**JOB A:** Could you transcribe the listing below, from its first line through the line that contains "MULTIPOLYGON (((6 4, 12"?

**EXCERPTED PASSAGE:**
* Start *

Next up was Cardboard Gangsters the award winning semi-autobiographical tale penned by O’Connor and Connors and starring Connors as a DJ turned thug in the North Dublin town of Darndale.  I loved the flow of this story and the characters that gave at true flavor of the comedy and tragedy that are a part of the story of getting swallowed up in the drug culture and treachery surrounding them.  Just a regular gang of lads who happen into dealing nearly by accident, the story follows them through the partying, violence, and deception that become part of their lives.  But they never seem to lose their humanity in this piece which shows their flaws and allows them to laugh at themselves as well.   Available now on Irish Netflix, hopefully it will be available to US audiences soon.  I got to chat with Connors later that week and part of that interview will come in a future NYIrishArts podcast.

The final film of the day was the U.S. premiere of  Shelter Me : Apollo House.  A documentary produced by Jim Sheridan and shot by Zahara Moufid, of the activist take-over of a vacant NAMA building over the Christmas period of 2016 into 2017 to house the homeless in Dublin.  It follows the activists as they plot how to go about taking over the building and the outpouring of help coming to them from all over Dublin.

Featured in the film are Glen Hansard, Dean Scurry, Jim Sheridan as well as host of other volunteers who help plan, coordinate and manage the massive effort to give a respite to the homeless people living on the streets of Dublin.  The film follows them as they wrangle all the supplies, getting lights on and beds ready, as well as providing meals and arranging signage and connecting the people with services that will help them locate more amenable accommodations for the future.

Even though the effort was only successful for a few weeks, it was an amazing wake up call to the people of Ireland and has helped to feed the ongoing discussion and action currently going on to try and solve this problem countrywide.

All of these films made for a great day’s entertainment, and I would recommend going to see them if and when they reach a theatre near you!

* End *

**JOB B:** Can you copy, word for word, the part of the film review above that opens with the words "The final film" and closes with "for the future."?

**DATA SHOWN:**

* Start *

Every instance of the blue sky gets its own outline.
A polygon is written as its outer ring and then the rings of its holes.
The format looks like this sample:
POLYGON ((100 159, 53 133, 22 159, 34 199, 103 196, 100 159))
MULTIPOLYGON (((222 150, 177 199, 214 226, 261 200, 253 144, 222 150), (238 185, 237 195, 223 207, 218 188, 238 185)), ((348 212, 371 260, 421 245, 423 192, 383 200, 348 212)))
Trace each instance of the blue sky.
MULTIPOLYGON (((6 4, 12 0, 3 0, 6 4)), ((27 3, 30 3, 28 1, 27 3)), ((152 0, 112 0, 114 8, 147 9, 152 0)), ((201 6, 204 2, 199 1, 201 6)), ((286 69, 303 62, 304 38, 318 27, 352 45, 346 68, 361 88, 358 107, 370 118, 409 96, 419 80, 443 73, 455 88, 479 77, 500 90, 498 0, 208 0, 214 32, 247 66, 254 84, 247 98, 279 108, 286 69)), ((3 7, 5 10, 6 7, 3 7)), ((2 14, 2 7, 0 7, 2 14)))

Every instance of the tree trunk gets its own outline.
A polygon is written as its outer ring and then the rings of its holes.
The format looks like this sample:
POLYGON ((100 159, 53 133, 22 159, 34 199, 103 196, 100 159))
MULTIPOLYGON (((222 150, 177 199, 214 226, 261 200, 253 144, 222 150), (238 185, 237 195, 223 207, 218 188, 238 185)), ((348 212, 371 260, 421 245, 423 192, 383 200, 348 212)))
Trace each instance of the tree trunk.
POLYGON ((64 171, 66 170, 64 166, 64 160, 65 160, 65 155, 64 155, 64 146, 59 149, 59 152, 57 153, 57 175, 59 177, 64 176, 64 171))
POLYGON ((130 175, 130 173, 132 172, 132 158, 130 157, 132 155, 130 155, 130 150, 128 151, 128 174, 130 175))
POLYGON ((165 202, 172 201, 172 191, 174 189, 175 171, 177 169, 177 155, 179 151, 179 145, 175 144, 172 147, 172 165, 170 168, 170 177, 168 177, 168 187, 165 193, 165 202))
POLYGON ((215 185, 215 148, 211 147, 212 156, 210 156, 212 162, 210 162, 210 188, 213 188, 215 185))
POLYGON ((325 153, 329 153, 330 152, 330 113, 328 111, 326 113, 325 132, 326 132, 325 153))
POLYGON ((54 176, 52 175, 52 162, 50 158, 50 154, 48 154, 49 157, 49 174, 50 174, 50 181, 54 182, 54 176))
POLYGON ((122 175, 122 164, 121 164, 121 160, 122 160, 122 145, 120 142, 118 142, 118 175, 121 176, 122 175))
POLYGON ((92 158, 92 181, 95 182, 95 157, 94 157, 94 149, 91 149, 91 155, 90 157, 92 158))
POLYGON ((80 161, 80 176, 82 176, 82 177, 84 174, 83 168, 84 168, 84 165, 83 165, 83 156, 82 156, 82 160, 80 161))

* End *

**TASK RESPONSE A:**
Every instance of the blue sky gets its own outline.
A polygon is written as its outer ring and then the rings of its holes.
The format looks like this sample:
POLYGON ((100 159, 53 133, 22 159, 34 199, 103 196, 100 159))
MULTIPOLYGON (((222 150, 177 199, 214 226, 261 200, 253 144, 222 150), (238 185, 237 195, 223 207, 218 188, 238 185)), ((348 212, 371 260, 421 245, 423 192, 383 200, 348 212)))
Trace each instance of the blue sky.
MULTIPOLYGON (((6 4, 12 0, 3 0, 6 4)), ((27 3, 30 3, 28 1, 27 3)), ((152 0, 112 0, 114 8, 147 9, 152 0)), ((201 6, 204 2, 199 1, 201 6)), ((286 69, 303 62, 304 38, 318 27, 352 45, 346 68, 361 88, 358 107, 370 118, 409 96, 419 80, 443 73, 455 88, 479 77, 500 90, 498 0, 208 0, 214 32, 247 66, 254 84, 247 98, 279 108, 286 69)), ((3 7, 5 10, 6 7, 3 7)), ((2 14, 2 7, 0 7, 2 14)))

**TASK RESPONSE B:**
The final film of the day was the U.S. premiere of  Shelter Me : Apollo House.  A documentary produced by Jim Sheridan and shot by Zahara Moufid, of the activist take-over of a vacant NAMA building over the Christmas period of 2016 into 2017 to house the homeless in Dublin.  It follows the activists as they plot how to go about taking over the building and the outpouring of help coming to them from all over Dublin.

Featured in the film are Glen Hansard, Dean Scurry, Jim Sheridan as well as host of other volunteers who help plan, coordinate and manage the massive effort to give a respite to the homeless people living on the streets of Dublin.  The film follows them as they wrangle all the supplies, getting lights on and beds ready, as well as providing meals and arranging signage and connecting the people with services that will help them locate more amenable accommodations for the future.